**SELECTION**
****************************************

# Bob Sikes?



## Mayday (Sep 9, 2011)

Hi, I been reading forum but first time posting here.
I am about 3hour drive from this area and i go fishing once a month.
I keep hearing bob sikes, but which pier are you guys talking about?
Is the sikes the long pier by public pensacola beach? or is that bridge? or is that small pier by across from boat loading dock?
Everyone's talking about bob sikes so it must be local's secret hide out


----------



## jdhkingfisher (Aug 6, 2010)

the bridge that crosses santa rosa sound to get on the beach. there is a bridge next to the bridge you drive on. and also the little pier next to it. but the bridge gets out to the deeper water.


----------



## ycanti (Jul 13, 2011)

****************************************

**LISTING**
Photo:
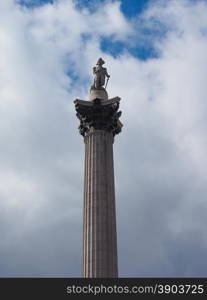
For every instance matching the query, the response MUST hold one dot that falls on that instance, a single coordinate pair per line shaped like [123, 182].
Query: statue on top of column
[100, 75]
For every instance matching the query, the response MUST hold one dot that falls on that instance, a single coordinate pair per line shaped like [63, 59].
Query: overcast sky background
[156, 54]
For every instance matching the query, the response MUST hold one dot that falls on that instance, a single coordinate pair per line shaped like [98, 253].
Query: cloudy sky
[156, 54]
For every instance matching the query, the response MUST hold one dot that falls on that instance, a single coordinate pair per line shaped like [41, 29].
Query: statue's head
[100, 61]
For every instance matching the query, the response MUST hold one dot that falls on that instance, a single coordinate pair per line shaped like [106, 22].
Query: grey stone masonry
[99, 123]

****************************************

**PARTS OF THE EXERCISE**
- 1) In the Bob Sikes forum thread, what body of water does the bridge in the reply cross?
- 2) Please extend the Bob Sikes forum thread, starting right after its final line.

**EXPECTED ANSWERS**
- 1) Santa Rosa Sound.

- 2)
Gulf breeze to the beach bridge


----------



## Mayday (Sep 9, 2011)

oh that little old broken bridge.. 
yeah i remember catching nothing but pinfish there...


----------



## saltcritter (Jul 19, 2009)

using the pinfish,we caught a 34 inch red there wed. wonder if the spanish are still running there.


----------



## Trucki-n-ihsiF (Mar 23, 2008)

Fished there today.A FEW spanish,some reds,tons of mullet and the occasional croaker and trout.It was kinda dead.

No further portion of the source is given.